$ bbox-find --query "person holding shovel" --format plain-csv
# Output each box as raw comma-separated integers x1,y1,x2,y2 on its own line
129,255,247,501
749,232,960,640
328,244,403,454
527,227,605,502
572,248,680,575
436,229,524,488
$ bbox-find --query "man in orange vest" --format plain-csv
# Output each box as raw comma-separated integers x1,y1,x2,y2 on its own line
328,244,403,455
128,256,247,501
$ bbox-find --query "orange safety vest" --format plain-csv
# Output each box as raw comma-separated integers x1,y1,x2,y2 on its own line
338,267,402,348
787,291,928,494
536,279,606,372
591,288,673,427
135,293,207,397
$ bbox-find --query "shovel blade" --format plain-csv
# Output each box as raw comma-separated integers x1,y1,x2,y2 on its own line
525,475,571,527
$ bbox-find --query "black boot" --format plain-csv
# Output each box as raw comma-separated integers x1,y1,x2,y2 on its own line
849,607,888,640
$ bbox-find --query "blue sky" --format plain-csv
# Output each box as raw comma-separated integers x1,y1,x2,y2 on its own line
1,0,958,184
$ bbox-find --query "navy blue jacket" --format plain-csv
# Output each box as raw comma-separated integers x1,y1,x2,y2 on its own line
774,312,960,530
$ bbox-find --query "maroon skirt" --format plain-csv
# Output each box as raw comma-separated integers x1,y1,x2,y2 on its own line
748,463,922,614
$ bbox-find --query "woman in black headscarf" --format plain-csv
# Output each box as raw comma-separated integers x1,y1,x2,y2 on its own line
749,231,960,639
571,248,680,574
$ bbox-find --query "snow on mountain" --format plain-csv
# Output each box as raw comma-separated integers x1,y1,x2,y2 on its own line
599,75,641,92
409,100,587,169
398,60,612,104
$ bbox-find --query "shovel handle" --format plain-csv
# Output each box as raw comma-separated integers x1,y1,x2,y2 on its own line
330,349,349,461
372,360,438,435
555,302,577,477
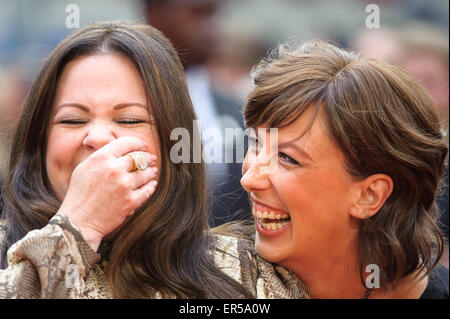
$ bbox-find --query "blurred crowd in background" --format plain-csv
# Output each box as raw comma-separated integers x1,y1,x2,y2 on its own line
0,0,448,260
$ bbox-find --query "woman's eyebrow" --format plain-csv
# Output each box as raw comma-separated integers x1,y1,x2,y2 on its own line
57,103,89,112
113,103,148,110
255,129,314,161
278,139,313,161
56,102,148,111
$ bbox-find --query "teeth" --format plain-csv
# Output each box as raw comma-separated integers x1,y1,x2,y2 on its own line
259,217,290,231
253,210,290,221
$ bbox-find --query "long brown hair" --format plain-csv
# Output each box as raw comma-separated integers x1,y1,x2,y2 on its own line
0,22,252,298
243,40,448,290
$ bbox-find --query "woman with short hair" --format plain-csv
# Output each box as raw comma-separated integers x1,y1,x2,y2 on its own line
216,40,448,298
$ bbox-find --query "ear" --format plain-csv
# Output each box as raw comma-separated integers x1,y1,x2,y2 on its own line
349,174,393,220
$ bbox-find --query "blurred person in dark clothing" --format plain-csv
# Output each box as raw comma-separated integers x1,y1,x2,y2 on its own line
207,34,270,104
142,0,250,226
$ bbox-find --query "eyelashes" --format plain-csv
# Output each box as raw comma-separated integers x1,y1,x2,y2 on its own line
279,152,300,165
248,136,260,149
117,119,146,125
59,119,146,125
248,136,301,167
59,119,86,124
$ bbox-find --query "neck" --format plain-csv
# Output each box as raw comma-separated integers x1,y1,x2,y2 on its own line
282,237,429,299
285,236,369,299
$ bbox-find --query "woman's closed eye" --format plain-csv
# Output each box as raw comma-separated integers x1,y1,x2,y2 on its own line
58,118,148,125
117,119,146,125
59,119,87,125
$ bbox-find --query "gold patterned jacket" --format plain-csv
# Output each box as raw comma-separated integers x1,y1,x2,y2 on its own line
0,215,310,299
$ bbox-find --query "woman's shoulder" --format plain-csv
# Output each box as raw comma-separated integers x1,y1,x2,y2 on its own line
213,232,253,253
211,221,257,276
211,233,248,284
211,232,310,298
420,264,449,299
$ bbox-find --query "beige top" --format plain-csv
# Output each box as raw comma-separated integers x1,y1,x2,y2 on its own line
0,215,310,299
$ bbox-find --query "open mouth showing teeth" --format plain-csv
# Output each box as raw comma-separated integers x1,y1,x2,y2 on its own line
253,210,291,231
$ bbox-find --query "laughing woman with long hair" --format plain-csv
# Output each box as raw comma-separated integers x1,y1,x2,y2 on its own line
0,22,255,299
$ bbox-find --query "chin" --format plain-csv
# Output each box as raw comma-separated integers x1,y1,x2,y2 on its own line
254,234,288,264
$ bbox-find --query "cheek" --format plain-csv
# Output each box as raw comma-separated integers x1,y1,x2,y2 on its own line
46,129,82,199
281,170,354,239
46,129,77,169
120,126,162,170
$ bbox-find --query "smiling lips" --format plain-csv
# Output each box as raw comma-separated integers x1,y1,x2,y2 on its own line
252,201,291,231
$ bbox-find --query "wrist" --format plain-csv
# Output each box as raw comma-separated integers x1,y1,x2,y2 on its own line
56,209,103,252
76,227,103,252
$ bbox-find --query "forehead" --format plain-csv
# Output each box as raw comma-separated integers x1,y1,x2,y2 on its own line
262,105,342,161
53,53,147,107
257,105,323,140
58,53,142,86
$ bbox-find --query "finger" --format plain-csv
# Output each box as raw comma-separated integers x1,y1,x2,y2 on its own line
115,154,137,172
115,152,157,173
128,167,158,190
97,136,147,158
132,180,158,207
127,152,156,171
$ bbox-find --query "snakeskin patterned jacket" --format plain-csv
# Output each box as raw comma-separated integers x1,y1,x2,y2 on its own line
0,215,310,299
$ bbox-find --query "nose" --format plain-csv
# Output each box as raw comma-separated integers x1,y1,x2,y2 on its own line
82,121,117,151
240,152,272,193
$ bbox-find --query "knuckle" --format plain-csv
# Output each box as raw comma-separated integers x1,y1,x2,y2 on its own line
107,163,125,178
122,193,135,209
92,152,108,162
106,167,121,179
137,169,152,181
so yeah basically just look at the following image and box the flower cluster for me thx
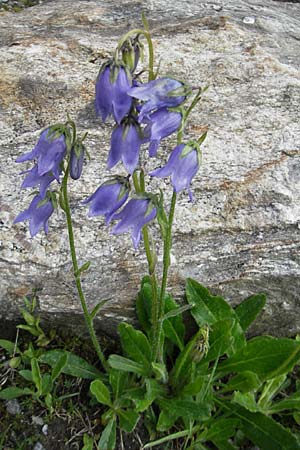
[15,31,205,248]
[14,123,87,237]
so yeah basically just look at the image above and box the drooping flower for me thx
[70,142,85,180]
[95,60,133,124]
[149,142,200,200]
[16,128,67,180]
[111,198,157,249]
[107,117,144,174]
[143,107,182,157]
[128,77,189,122]
[83,177,130,224]
[20,165,58,198]
[14,193,55,237]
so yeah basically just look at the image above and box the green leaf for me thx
[118,408,139,433]
[218,336,300,381]
[98,417,116,450]
[41,373,53,396]
[235,293,266,331]
[51,352,68,382]
[151,362,168,383]
[258,374,287,409]
[82,434,94,450]
[109,369,128,399]
[0,339,19,355]
[185,278,245,354]
[0,387,32,400]
[268,392,300,414]
[39,350,102,379]
[221,371,261,393]
[162,294,185,351]
[205,319,233,361]
[90,299,108,320]
[219,400,300,450]
[17,324,40,337]
[108,354,148,376]
[119,323,151,369]
[136,276,152,335]
[19,369,33,382]
[156,409,177,432]
[31,358,42,395]
[90,379,112,407]
[158,398,211,422]
[205,418,240,441]
[75,261,91,276]
[233,392,260,412]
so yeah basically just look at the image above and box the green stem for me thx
[153,191,177,362]
[61,169,109,372]
[132,171,159,355]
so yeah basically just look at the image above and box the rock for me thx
[6,398,21,415]
[0,0,300,339]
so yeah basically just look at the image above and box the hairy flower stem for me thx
[61,169,109,372]
[154,191,177,363]
[132,171,159,353]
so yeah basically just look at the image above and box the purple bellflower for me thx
[150,142,200,200]
[16,128,67,180]
[83,177,130,224]
[128,77,189,122]
[95,61,133,124]
[143,107,182,157]
[107,117,144,174]
[14,193,55,237]
[112,198,157,249]
[20,165,58,198]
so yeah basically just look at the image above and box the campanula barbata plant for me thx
[10,16,300,450]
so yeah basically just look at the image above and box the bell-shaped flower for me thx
[128,77,189,122]
[16,128,67,180]
[95,60,133,124]
[107,117,144,174]
[20,165,58,198]
[143,107,182,157]
[14,193,55,237]
[83,177,130,224]
[111,198,157,249]
[150,142,200,200]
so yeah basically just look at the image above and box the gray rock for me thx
[1,0,300,338]
[6,398,21,415]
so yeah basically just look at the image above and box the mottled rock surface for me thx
[1,0,300,338]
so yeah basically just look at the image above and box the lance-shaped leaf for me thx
[119,323,152,370]
[90,379,112,407]
[235,293,266,331]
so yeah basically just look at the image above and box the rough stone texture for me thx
[1,0,300,338]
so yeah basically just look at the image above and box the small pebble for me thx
[32,415,44,426]
[6,399,21,415]
[243,16,256,25]
[42,424,48,436]
[33,443,46,450]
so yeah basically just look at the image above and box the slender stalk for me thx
[153,191,177,362]
[132,171,159,354]
[61,169,109,372]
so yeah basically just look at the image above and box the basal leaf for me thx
[108,354,149,376]
[205,319,233,361]
[218,336,300,381]
[258,374,287,409]
[98,418,116,450]
[51,352,68,382]
[0,339,19,355]
[31,358,42,395]
[39,350,102,379]
[163,294,185,351]
[186,278,245,354]
[235,293,266,331]
[0,386,32,400]
[90,379,112,407]
[119,323,152,370]
[109,369,128,399]
[268,392,300,414]
[205,418,239,441]
[219,400,300,450]
[221,371,261,393]
[158,398,211,422]
[118,409,139,433]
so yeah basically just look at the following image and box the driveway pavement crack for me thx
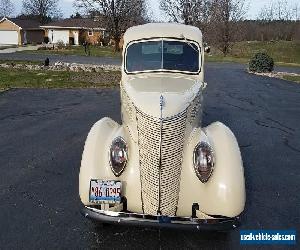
[228,93,254,106]
[266,117,295,132]
[284,138,300,153]
[224,102,253,112]
[254,120,293,135]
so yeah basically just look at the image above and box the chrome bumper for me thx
[81,206,240,231]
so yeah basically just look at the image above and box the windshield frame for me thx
[124,38,202,75]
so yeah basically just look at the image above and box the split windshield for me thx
[125,40,200,73]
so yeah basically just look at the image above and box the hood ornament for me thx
[160,95,164,110]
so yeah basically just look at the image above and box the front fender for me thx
[79,117,142,212]
[177,122,246,217]
[79,117,120,205]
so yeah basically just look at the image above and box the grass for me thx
[0,68,121,91]
[20,45,122,58]
[205,55,248,64]
[206,40,300,67]
[281,75,300,83]
[17,40,299,66]
[0,45,17,50]
[0,60,41,65]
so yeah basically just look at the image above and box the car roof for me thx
[123,23,202,46]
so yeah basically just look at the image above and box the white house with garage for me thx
[40,18,107,45]
[0,17,44,45]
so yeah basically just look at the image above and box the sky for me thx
[11,0,300,20]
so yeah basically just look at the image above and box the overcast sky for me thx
[11,0,299,20]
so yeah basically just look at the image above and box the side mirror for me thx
[202,82,207,90]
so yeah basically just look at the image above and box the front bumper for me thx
[81,206,240,231]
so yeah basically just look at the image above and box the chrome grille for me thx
[160,112,187,215]
[187,91,202,127]
[121,86,135,122]
[136,109,187,216]
[136,111,161,214]
[121,86,202,216]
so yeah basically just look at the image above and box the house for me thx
[0,17,44,45]
[40,18,107,45]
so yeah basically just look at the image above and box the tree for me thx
[292,3,299,20]
[209,0,247,56]
[22,0,62,24]
[257,0,300,21]
[258,0,291,21]
[0,0,15,17]
[75,0,149,52]
[256,0,299,41]
[159,0,246,55]
[70,12,82,19]
[160,0,212,25]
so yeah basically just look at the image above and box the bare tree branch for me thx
[209,0,247,55]
[0,0,15,17]
[74,0,148,51]
[160,0,212,25]
[22,0,62,24]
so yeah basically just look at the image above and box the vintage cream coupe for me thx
[79,23,245,230]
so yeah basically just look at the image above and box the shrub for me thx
[249,52,274,73]
[56,40,66,50]
[99,36,110,46]
[37,46,47,50]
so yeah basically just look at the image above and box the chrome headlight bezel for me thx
[193,141,215,183]
[109,136,128,177]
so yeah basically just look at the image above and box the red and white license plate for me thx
[89,180,122,203]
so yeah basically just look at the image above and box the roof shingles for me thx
[41,18,105,30]
[1,18,42,30]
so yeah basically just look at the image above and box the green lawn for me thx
[0,60,41,65]
[0,45,17,50]
[205,55,249,64]
[206,40,300,67]
[0,68,121,91]
[281,75,300,83]
[19,45,122,58]
[17,41,299,66]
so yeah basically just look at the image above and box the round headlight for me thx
[110,137,128,177]
[193,142,215,183]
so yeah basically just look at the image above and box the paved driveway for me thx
[0,52,122,65]
[0,45,40,54]
[0,63,299,249]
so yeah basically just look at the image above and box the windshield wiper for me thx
[180,34,199,53]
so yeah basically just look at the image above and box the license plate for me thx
[89,180,122,203]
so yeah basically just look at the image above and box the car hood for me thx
[123,75,202,118]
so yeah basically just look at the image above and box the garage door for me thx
[50,30,69,44]
[0,31,18,45]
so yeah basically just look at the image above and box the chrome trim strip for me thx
[124,38,202,75]
[158,94,164,215]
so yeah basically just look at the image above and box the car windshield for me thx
[125,40,200,73]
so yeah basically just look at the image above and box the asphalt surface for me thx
[0,52,121,65]
[1,52,300,74]
[0,63,299,249]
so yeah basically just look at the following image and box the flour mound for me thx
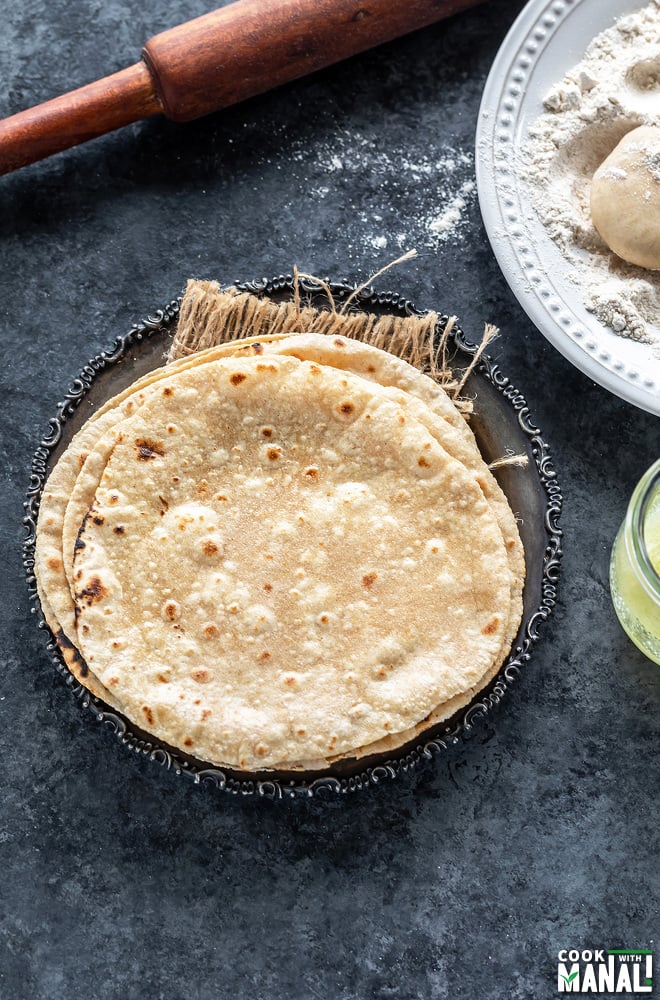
[520,0,660,346]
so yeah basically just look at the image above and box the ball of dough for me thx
[590,125,660,270]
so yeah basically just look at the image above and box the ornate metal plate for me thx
[23,277,562,798]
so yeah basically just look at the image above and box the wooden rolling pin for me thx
[0,0,485,175]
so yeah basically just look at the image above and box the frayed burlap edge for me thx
[166,277,527,469]
[168,279,479,408]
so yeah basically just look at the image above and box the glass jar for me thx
[610,459,660,665]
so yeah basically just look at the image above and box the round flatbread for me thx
[72,354,512,770]
[35,335,291,644]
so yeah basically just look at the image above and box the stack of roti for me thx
[34,332,525,772]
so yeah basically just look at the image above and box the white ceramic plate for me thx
[475,0,660,415]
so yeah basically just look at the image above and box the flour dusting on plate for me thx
[520,0,660,347]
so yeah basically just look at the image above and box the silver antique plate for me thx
- - - -
- Action item
Return each line of the preceding material in which "blurred" can be found.

- Response to the task
$ bbox-find --query "blurred crowd in background" --format plain-csv
$ bbox-find --query "blurred person in dark clothing" --format plain-csv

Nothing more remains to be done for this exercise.